• [What you need to do] Search the records for the word "shoulder". Copy every line where it appears.

=== Given records ===

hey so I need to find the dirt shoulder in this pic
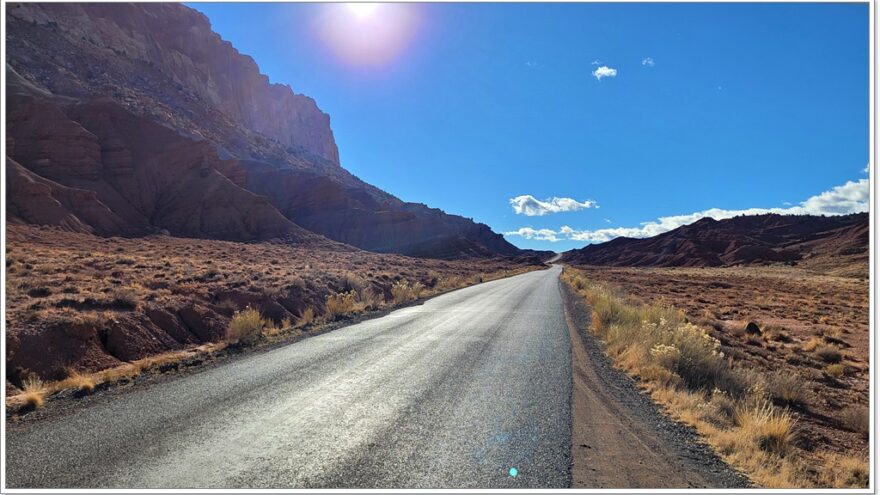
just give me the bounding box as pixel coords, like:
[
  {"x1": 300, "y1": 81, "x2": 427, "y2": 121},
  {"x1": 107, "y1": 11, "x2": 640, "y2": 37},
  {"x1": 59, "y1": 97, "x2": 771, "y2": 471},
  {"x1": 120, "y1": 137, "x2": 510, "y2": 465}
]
[{"x1": 560, "y1": 278, "x2": 749, "y2": 488}]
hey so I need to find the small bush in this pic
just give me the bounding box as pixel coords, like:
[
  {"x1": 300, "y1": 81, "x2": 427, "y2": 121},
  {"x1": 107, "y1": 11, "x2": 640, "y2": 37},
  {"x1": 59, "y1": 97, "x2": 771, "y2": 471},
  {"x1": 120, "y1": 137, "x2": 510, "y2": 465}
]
[
  {"x1": 767, "y1": 371, "x2": 806, "y2": 407},
  {"x1": 815, "y1": 345, "x2": 843, "y2": 364},
  {"x1": 802, "y1": 337, "x2": 822, "y2": 352},
  {"x1": 216, "y1": 298, "x2": 239, "y2": 315},
  {"x1": 825, "y1": 363, "x2": 845, "y2": 378},
  {"x1": 391, "y1": 280, "x2": 424, "y2": 303},
  {"x1": 325, "y1": 291, "x2": 356, "y2": 319},
  {"x1": 297, "y1": 307, "x2": 316, "y2": 327},
  {"x1": 820, "y1": 454, "x2": 869, "y2": 488},
  {"x1": 735, "y1": 401, "x2": 797, "y2": 456},
  {"x1": 763, "y1": 325, "x2": 792, "y2": 343},
  {"x1": 60, "y1": 369, "x2": 96, "y2": 394},
  {"x1": 340, "y1": 271, "x2": 366, "y2": 292},
  {"x1": 710, "y1": 389, "x2": 737, "y2": 422},
  {"x1": 21, "y1": 376, "x2": 46, "y2": 410},
  {"x1": 357, "y1": 287, "x2": 384, "y2": 311},
  {"x1": 226, "y1": 307, "x2": 266, "y2": 346},
  {"x1": 841, "y1": 405, "x2": 869, "y2": 438},
  {"x1": 27, "y1": 287, "x2": 52, "y2": 298},
  {"x1": 109, "y1": 287, "x2": 138, "y2": 309}
]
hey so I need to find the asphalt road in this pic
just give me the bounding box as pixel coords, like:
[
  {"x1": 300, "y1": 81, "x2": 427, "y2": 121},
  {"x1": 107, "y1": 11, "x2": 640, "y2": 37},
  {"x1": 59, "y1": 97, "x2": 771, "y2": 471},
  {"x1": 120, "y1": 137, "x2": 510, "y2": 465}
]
[{"x1": 6, "y1": 266, "x2": 572, "y2": 489}]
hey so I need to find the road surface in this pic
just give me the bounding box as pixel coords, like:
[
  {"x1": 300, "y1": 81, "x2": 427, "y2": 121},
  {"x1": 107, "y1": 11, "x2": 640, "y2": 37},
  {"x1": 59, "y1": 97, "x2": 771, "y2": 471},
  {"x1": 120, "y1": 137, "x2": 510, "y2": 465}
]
[{"x1": 7, "y1": 267, "x2": 572, "y2": 489}]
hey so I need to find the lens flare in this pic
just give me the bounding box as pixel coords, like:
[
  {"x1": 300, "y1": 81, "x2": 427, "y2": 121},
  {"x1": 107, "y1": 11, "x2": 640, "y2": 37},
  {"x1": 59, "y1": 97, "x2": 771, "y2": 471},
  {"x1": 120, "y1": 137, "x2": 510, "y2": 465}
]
[
  {"x1": 348, "y1": 3, "x2": 378, "y2": 19},
  {"x1": 317, "y1": 3, "x2": 420, "y2": 67}
]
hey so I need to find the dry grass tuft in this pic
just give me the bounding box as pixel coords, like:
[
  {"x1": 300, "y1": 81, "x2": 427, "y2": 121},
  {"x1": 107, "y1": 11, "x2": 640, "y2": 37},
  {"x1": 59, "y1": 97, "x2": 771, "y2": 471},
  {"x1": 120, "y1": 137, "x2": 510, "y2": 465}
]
[
  {"x1": 767, "y1": 371, "x2": 806, "y2": 407},
  {"x1": 818, "y1": 453, "x2": 869, "y2": 488},
  {"x1": 325, "y1": 291, "x2": 357, "y2": 319},
  {"x1": 735, "y1": 401, "x2": 797, "y2": 456},
  {"x1": 21, "y1": 376, "x2": 46, "y2": 410},
  {"x1": 391, "y1": 280, "x2": 425, "y2": 303},
  {"x1": 226, "y1": 307, "x2": 266, "y2": 346},
  {"x1": 824, "y1": 363, "x2": 845, "y2": 378},
  {"x1": 840, "y1": 405, "x2": 869, "y2": 438},
  {"x1": 814, "y1": 345, "x2": 843, "y2": 364},
  {"x1": 297, "y1": 307, "x2": 316, "y2": 327},
  {"x1": 58, "y1": 369, "x2": 96, "y2": 394}
]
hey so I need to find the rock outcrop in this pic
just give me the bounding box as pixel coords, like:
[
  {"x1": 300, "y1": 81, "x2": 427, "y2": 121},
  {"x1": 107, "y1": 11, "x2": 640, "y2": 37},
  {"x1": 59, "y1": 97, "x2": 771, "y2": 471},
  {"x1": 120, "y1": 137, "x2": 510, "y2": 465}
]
[
  {"x1": 7, "y1": 2, "x2": 339, "y2": 166},
  {"x1": 5, "y1": 2, "x2": 527, "y2": 259}
]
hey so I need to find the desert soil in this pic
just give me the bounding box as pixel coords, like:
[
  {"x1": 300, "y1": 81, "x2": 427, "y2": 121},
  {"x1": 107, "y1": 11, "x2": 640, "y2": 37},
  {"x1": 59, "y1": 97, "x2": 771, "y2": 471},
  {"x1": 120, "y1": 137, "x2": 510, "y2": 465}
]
[{"x1": 572, "y1": 265, "x2": 869, "y2": 472}]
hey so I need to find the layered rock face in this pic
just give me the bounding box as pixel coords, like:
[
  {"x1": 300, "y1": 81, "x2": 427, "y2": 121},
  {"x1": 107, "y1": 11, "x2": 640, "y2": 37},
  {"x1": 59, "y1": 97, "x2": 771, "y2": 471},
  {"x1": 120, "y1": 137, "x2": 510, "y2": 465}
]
[
  {"x1": 562, "y1": 213, "x2": 869, "y2": 269},
  {"x1": 5, "y1": 2, "x2": 526, "y2": 259},
  {"x1": 7, "y1": 2, "x2": 339, "y2": 166}
]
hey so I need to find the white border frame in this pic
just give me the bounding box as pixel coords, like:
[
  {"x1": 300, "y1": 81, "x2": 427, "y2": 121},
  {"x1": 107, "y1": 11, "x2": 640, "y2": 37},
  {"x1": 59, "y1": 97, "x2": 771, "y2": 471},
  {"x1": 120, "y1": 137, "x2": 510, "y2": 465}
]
[{"x1": 0, "y1": 0, "x2": 875, "y2": 493}]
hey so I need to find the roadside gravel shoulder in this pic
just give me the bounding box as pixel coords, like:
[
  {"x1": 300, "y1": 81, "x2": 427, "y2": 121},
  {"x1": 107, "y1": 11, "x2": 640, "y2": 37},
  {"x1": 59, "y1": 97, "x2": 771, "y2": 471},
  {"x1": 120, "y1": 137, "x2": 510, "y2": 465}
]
[{"x1": 560, "y1": 277, "x2": 750, "y2": 488}]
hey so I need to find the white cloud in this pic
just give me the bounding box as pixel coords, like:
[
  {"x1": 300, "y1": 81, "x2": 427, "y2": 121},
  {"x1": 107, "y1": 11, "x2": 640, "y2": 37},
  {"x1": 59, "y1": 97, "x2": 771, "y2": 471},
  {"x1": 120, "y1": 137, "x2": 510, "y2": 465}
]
[
  {"x1": 591, "y1": 59, "x2": 601, "y2": 65},
  {"x1": 525, "y1": 61, "x2": 538, "y2": 68},
  {"x1": 592, "y1": 66, "x2": 617, "y2": 81},
  {"x1": 642, "y1": 57, "x2": 655, "y2": 67},
  {"x1": 503, "y1": 227, "x2": 560, "y2": 242},
  {"x1": 509, "y1": 195, "x2": 597, "y2": 216},
  {"x1": 504, "y1": 177, "x2": 868, "y2": 244}
]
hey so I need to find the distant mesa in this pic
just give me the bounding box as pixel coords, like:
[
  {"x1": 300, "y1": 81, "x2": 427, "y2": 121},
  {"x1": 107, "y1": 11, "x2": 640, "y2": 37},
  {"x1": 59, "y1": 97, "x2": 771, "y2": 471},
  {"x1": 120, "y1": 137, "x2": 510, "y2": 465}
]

===

• [Response to this task]
hey so I need to find the dirt shoulder in this pic
hey so I need to find the roadside gravel shoulder in this pic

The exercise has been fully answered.